--- START OF Extracted data ---

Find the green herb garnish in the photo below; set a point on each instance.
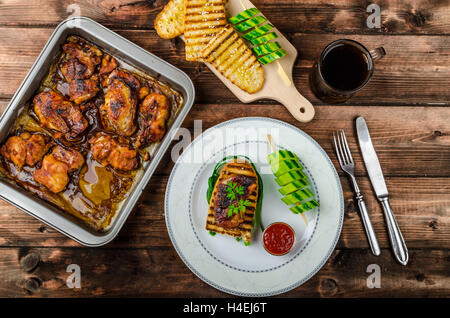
(238, 207)
(215, 175)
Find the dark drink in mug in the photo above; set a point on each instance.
(344, 67)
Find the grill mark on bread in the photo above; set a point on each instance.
(203, 20)
(228, 53)
(243, 230)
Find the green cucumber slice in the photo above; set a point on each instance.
(305, 206)
(281, 167)
(290, 176)
(269, 58)
(297, 197)
(281, 155)
(293, 186)
(263, 29)
(266, 48)
(250, 23)
(244, 15)
(264, 38)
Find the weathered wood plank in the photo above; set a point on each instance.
(337, 16)
(159, 272)
(421, 206)
(416, 70)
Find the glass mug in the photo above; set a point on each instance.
(344, 67)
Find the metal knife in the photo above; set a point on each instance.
(379, 186)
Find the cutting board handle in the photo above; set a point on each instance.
(297, 105)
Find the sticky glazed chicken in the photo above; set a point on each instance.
(57, 113)
(79, 70)
(80, 142)
(25, 149)
(55, 168)
(119, 110)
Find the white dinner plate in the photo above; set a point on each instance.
(225, 263)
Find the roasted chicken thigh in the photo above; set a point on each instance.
(119, 110)
(55, 168)
(79, 69)
(26, 149)
(57, 113)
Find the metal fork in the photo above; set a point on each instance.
(348, 165)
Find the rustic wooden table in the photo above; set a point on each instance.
(406, 106)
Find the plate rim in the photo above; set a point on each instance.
(297, 283)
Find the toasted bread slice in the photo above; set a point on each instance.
(240, 226)
(169, 23)
(228, 53)
(203, 20)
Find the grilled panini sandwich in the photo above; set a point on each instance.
(233, 201)
(169, 23)
(228, 53)
(203, 20)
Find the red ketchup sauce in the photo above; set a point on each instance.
(278, 238)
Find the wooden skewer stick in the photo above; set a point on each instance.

--- END OF Extracted data ---

__Task goal__
Copy out the items word for word, from the line containing "Find the metal fork" through the end of the items.

__Task response__
Find the metal fork in the photo above; set a point on each instance.
(348, 165)
Find the rustic wooden table in the photo above; set a point on each instance.
(406, 106)
Find the plate rim in the photo above; set a point on each instance.
(297, 283)
Find the toasted bread slice in the photo above; set a point on each instance.
(240, 226)
(169, 23)
(228, 53)
(203, 20)
Find the grilled panini sandwich in the photo above; set a point on each instance.
(233, 201)
(169, 23)
(228, 53)
(203, 20)
Find the red ketchup sauce in the photo above; set a point on each instance.
(278, 238)
Find the wooden skewer stick in the photo above; set a point on each instance.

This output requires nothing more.